## Short exercise
Please reproduce the listing below word for word, keeping every line unchanged.

⟨

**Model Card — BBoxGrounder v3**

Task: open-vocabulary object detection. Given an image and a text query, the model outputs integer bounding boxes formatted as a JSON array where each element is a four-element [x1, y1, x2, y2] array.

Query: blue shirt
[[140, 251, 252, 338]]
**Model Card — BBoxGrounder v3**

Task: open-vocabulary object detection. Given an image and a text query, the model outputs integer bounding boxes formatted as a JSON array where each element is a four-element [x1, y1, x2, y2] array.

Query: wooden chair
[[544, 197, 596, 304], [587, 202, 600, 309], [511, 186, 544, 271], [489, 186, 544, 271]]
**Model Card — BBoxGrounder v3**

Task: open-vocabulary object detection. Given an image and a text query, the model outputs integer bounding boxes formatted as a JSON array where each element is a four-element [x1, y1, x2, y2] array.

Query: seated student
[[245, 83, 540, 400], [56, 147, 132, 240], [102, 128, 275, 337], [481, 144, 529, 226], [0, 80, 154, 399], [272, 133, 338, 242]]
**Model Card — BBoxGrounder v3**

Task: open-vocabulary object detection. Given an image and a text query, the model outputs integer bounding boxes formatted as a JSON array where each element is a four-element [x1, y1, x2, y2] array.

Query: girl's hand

⟩

## Answer for this exercise
**Model Card — BBoxGrounder v3**

Task: open-vocabulary object detection. Given an image and a text query, the model outputs integer bounding boxes formatted as a JSON array where each element is a four-element [x1, y1, x2, y2] array.

Query: blue shirt
[[140, 251, 252, 338]]
**Model Card — BBoxGrounder v3**

Task: open-vocabulary object detection. Given an image and a text query, the model outputs integer bounding boxes formatted as a JSON array where each element is a four-element [x1, y1, x2, y2] array.

Query: wooden chair
[[544, 197, 596, 304], [587, 202, 600, 309], [511, 186, 544, 271], [489, 186, 544, 271]]
**Model Card — BBoxGrounder v3**

Task: open-vocabulary object detection. Given an image and a text query, the model outputs integer bounding boxes formatted as a JSON array where each element is a four-element [x1, y1, x2, y2] array.

Query: seated student
[[245, 83, 540, 400], [56, 147, 132, 240], [102, 128, 275, 337], [481, 144, 529, 226], [0, 80, 154, 399], [272, 133, 338, 242]]
**Model Card — BBoxGrounder v3**

Task: open-vocabulary object detection. Given an image and a text query, the model outputs integer bounding boxes formatted as a JSON array where each element is a four-element [x1, y1, x2, y2] array.

Query: girl's hand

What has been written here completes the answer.